(Recorded data)
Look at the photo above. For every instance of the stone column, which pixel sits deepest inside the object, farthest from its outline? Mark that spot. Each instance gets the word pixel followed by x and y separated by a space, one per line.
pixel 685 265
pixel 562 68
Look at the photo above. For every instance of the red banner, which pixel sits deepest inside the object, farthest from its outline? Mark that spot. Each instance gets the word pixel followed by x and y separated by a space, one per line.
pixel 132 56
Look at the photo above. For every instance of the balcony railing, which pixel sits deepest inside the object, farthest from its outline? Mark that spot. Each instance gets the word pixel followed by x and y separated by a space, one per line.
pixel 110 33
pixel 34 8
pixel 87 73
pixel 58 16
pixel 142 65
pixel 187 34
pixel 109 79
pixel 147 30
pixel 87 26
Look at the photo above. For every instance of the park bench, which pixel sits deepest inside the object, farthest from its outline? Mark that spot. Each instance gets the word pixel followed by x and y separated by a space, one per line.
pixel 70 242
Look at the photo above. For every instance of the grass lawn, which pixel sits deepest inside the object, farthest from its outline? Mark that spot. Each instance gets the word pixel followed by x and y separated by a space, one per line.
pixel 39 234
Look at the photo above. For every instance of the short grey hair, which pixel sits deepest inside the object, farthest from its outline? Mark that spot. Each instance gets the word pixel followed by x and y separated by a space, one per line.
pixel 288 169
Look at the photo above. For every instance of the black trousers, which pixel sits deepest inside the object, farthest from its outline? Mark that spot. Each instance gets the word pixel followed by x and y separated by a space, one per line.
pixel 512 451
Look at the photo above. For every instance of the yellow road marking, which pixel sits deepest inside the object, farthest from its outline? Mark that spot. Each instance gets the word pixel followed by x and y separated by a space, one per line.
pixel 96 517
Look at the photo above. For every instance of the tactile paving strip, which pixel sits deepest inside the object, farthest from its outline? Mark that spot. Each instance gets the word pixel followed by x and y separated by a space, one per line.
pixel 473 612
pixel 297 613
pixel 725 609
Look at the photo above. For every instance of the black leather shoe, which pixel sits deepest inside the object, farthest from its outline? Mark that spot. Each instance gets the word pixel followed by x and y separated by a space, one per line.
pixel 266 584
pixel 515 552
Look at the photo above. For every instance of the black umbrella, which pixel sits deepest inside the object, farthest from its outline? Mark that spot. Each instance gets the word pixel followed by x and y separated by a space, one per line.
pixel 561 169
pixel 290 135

◆ **PROBLEM DETAILS**:
In the material, change "outline" to "boundary" and write out only the lines starting at the one that contains "Look at the photo above. For every instance of the red" and ending after the one that contains "pixel 96 517". Keep everything else in those lines the same.

◆ **ANSWER TO THIS PROBLEM**:
Look at the photo above. For every instance of the red banner, which pixel sits deepest inside the object, farthest from its boundary? Mark that spot. Each instance gets the word pixel followed by x and y separated by a space, one per line.
pixel 132 56
Look at the photo above. For every instance of the balcony railing, which pixel sits deepest inside the object, farthest from its boundary? Mark that spot. Each instance gets the word pixel followed by x and y separated by a space, one per line.
pixel 110 33
pixel 34 8
pixel 87 73
pixel 58 16
pixel 142 65
pixel 187 34
pixel 109 79
pixel 147 30
pixel 87 26
Look at the photo above. For every instance of the park bench, which pixel sits deepest inside the object, farthest from its boundary? Mark that spot. Each instance gets the word pixel followed by x and y separated by a space, one per line.
pixel 70 242
Look at the photo above. For every instance of the grass lawn, which pixel sits deepest inside the object, farthest from its boundary? Mark that spot. Each instance gets the word pixel followed by x and y separated by a space, one per line.
pixel 39 234
Look at the photo above. For every instance of the short grey hair, which pixel sits deepest inside the object, farthest from its boundary? Mark that spot. Each instance gets the word pixel followed by x and y separated by a space, one per line.
pixel 288 169
Look at the photo above. For every instance of the black trousers, which pixel sits deepest inside the object, farthest from its boundary? Mark that spot. Each instance gets the word pixel followed by x and y separated by a space, one per line.
pixel 512 451
Look at the photo above. For every instance of the yellow road marking, which pixel sits deepest inside the object, farthest from its boundary? Mark that spot. Each instance gets the word pixel followed by x and y separated by a space, one per line.
pixel 96 517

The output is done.